• Instructions for the task
With nothing left out, give the data back exactly.

****************************************

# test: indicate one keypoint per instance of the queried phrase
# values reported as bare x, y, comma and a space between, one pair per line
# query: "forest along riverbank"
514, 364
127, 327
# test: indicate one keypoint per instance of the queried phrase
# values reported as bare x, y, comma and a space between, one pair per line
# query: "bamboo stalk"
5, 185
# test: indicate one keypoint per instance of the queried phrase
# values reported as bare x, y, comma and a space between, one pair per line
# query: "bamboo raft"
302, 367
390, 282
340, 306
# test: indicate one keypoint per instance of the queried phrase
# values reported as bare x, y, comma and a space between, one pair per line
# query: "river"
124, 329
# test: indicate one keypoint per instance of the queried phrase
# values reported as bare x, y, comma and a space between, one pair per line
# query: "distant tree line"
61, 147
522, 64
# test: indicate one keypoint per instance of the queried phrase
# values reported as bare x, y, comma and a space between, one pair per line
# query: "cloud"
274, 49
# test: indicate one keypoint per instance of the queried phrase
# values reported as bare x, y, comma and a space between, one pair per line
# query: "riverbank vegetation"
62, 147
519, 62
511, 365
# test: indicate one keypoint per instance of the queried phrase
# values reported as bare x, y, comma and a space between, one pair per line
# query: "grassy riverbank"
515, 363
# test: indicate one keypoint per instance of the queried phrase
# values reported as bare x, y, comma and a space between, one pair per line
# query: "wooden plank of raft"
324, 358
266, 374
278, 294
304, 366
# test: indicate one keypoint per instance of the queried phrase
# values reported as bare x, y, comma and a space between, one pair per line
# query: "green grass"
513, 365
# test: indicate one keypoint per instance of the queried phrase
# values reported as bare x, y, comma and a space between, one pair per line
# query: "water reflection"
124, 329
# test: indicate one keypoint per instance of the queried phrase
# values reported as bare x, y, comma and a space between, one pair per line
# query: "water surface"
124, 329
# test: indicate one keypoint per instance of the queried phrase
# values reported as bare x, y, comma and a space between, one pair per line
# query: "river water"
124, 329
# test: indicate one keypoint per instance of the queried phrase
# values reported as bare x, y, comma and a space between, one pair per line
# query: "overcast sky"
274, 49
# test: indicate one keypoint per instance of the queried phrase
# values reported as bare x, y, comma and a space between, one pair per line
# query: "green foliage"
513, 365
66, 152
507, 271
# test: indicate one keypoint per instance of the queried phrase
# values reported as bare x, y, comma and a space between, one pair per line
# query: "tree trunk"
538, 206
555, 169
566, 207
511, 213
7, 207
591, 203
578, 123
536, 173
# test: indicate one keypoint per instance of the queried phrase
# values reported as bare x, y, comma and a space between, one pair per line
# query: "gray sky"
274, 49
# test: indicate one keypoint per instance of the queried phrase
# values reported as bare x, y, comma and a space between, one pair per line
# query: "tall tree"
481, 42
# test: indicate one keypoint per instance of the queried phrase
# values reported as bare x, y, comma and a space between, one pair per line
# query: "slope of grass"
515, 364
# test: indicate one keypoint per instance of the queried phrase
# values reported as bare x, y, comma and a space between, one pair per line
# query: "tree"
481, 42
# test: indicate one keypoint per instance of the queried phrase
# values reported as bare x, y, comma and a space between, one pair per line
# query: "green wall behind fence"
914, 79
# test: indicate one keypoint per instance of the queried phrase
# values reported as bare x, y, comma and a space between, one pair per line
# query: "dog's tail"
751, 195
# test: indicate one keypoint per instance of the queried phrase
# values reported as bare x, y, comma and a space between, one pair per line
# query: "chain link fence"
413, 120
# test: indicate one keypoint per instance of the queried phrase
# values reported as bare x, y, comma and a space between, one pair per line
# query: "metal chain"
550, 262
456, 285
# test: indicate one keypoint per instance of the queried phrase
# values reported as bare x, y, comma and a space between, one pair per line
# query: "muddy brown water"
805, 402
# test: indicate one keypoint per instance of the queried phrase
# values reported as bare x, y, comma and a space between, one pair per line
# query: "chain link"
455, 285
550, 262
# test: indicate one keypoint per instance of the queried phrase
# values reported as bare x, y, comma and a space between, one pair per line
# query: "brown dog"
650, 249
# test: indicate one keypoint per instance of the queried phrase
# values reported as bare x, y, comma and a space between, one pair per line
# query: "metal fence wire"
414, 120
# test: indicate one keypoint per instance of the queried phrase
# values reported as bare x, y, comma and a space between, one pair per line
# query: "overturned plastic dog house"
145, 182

****************************************

• Answer box
# test: indicate one keypoint per instance of the queried phrase
# values reported as bare x, y, comma and a space between, one pair per line
# query: "forest along riverbank"
514, 364
127, 327
# test: indicate one keypoint per instance of the queried phrase
# values reported as bare x, y, comma and a space between, one pair per line
# query: "bamboo stalk"
5, 185
# test: indicate one keypoint per instance of the queried phrase
# values reported as bare x, y, comma and a space between, one pair per line
# query: "bamboo raft"
302, 367
390, 282
340, 306
# test: indicate one keypoint per instance of the queried phrase
# values reported as bare x, y, comma and a space between, one pair per line
# query: "river"
124, 329
# test: indicate one keypoint per instance of the queried phrase
# values reported as bare x, y, comma and a space between, one pair per line
# query: "distant tree line"
61, 147
522, 64
# test: indicate one keypoint per instance of the queried phrase
# values reported as bare x, y, comma and a space between, one pair per line
# query: "cloud"
274, 49
# test: indicate one keypoint per instance of the queried phrase
# values reported as bare x, y, comma and a space between, one pair per line
# query: "riverbank vegetation"
62, 147
519, 62
511, 365
# test: indicate one keypoint per instance of the queried phrase
# values reported as bare x, y, comma and a space between, one pair per line
# query: "grassy riverbank"
515, 363
# test: indicate one keypoint per instance of the queried phrase
# values reported as bare x, y, comma and a space between, one pair per line
# query: "wooden plank of raft"
324, 358
266, 374
278, 294
304, 366
# test: indicate one keypoint per instance of the queried phrase
# values reported as bare x, y, comma and a space between, one pair per line
# query: "green grass"
513, 365
# test: indicate one keypoint per instance of the queried phrase
# values reported as bare x, y, comma and a space between, one pair per line
# query: "water reflection"
124, 329
# test: indicate one keypoint per instance of the queried phrase
# values reported as bare x, y, comma and a space between, one pair per line
# query: "water surface"
124, 329
# test: indicate one keypoint per instance of the queried phrase
# values reported as bare x, y, comma and a space between, one pair per line
# query: "river water"
124, 329
# test: indicate one keypoint per instance of the queried phrase
# values reported as bare x, y, comma and a space between, one pair per line
# query: "overcast sky"
274, 49
# test: indicate one keypoint per instance of the queried phrase
# values reported as bare x, y, comma and a space between, one pair per line
# query: "green foliage"
513, 365
66, 152
507, 271
# test: indicate one keypoint per instance of the queried phrase
# values reported as bare x, y, comma and a space between, one pair per line
# query: "tree trunk"
538, 206
555, 169
566, 207
511, 213
7, 207
591, 203
578, 123
536, 173
# test: indicate one keypoint per instance of the queried phrase
# values reported as bare x, y, comma and a space between, one pair per line
# query: "gray sky"
274, 49
# test: indicate one keypoint per instance of the queried phrase
# values reported as bare x, y, comma and a space between, one pair per line
# query: "tall tree"
481, 42
# test: indicate one keypoint per instance of the queried phrase
# values reported as bare x, y, comma and a space between, one pair per line
# query: "slope of grass"
515, 364
# test: indicate one keypoint per instance of the queried phrase
# values reported as bare x, y, comma and a space between, one pair per line
# query: "tree"
481, 42
# test: indicate one keypoint per instance of the queried phrase
# values reported as bare x, y, comma and a space between, one pair per line
# query: "green wall behind fence"
914, 79
# test: indicate one keypoint per instance of the queried phrase
# values reported as bare x, y, comma and a space between, one pair per line
# query: "dog's tail"
751, 195
# test: indicate one keypoint per instance of the queried phrase
# values reported as bare x, y, comma and a space between, one pair per line
# query: "chain link fence"
413, 120
# test: indicate one keypoint per instance of the queried phrase
# values reported as bare x, y, comma and a space between, one pair per line
# query: "metal chain"
550, 262
456, 285
# test: indicate one keypoint per instance of the queried phrase
# values reported as bare x, y, comma and a space between, one pair per line
# query: "muddy brown water"
805, 402
# test: indicate one keypoint per instance of the queried phrase
# values reported as bare x, y, comma and a space between, one pair per line
# query: "chain link"
455, 285
550, 262
# test: indicate one keypoint per instance of the queried phrase
# values reported as bare x, y, comma and a space between, one pair per line
# query: "brown dog"
650, 249
# test: indicate one keypoint per instance of the queried phrase
# values reported as bare x, y, comma and a space between, one pair per line
# query: "metal fence wire"
414, 120
# test: indicate one keypoint per instance of the queried phrase
# values reported as bare x, y, comma and a space between, one pair per line
# query: "overturned plastic dog house"
145, 182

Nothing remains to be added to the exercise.